■ **What this task involves**:
Which lines run from the one containing "For each instance of the dense" through the end of the material? Reproduce them exactly.

BEGIN Records to process

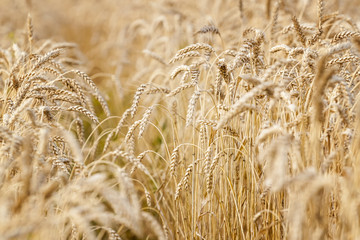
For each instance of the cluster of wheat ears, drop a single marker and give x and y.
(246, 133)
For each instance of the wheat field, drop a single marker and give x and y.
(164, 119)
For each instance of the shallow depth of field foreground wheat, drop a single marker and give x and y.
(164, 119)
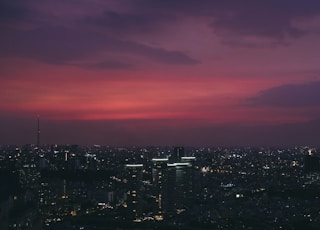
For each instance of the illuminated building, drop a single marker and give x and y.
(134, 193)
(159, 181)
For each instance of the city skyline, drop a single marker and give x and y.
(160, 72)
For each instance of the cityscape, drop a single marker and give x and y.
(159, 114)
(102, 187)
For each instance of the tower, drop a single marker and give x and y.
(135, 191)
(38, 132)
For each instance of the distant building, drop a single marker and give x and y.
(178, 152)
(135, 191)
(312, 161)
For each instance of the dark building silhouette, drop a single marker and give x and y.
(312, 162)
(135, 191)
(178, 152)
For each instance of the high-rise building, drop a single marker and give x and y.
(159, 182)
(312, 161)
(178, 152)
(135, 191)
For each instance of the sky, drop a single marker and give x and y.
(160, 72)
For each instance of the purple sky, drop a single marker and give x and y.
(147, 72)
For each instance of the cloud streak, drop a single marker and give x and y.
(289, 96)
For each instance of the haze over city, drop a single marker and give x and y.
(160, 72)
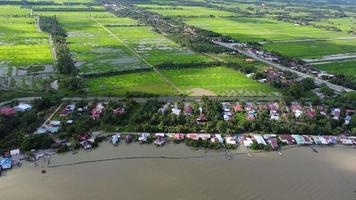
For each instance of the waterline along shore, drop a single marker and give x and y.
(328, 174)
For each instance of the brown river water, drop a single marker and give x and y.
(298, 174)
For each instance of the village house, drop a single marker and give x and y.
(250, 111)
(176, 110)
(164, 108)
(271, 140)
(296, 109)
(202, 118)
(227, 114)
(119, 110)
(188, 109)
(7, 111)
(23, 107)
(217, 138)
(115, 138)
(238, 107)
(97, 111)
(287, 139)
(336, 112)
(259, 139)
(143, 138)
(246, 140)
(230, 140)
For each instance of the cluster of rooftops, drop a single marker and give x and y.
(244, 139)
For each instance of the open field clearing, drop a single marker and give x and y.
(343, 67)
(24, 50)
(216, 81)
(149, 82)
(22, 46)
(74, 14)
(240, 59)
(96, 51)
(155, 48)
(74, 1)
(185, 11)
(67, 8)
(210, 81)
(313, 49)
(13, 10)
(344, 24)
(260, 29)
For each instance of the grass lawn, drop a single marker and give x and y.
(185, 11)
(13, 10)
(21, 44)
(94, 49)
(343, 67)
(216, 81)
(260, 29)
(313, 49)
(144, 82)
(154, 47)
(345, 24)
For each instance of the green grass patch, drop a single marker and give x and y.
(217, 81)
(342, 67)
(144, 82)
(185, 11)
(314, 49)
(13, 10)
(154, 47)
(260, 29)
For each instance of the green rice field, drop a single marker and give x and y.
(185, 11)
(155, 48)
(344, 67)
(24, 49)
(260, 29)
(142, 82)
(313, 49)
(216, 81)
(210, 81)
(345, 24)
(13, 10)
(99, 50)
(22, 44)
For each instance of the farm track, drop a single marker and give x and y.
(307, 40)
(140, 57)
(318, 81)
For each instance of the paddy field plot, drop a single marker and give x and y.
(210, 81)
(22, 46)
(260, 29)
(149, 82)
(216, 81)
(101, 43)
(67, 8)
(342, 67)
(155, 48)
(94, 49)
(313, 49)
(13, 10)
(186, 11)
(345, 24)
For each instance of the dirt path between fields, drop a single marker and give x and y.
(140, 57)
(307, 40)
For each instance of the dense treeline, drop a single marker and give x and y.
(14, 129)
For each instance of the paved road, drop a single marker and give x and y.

END Records to process

■ **Reply to the task**:
For each instance of the dense treeline, drop a single marker and give x and y.
(14, 129)
For each instance of the paved road, drop a single marker and give x and y.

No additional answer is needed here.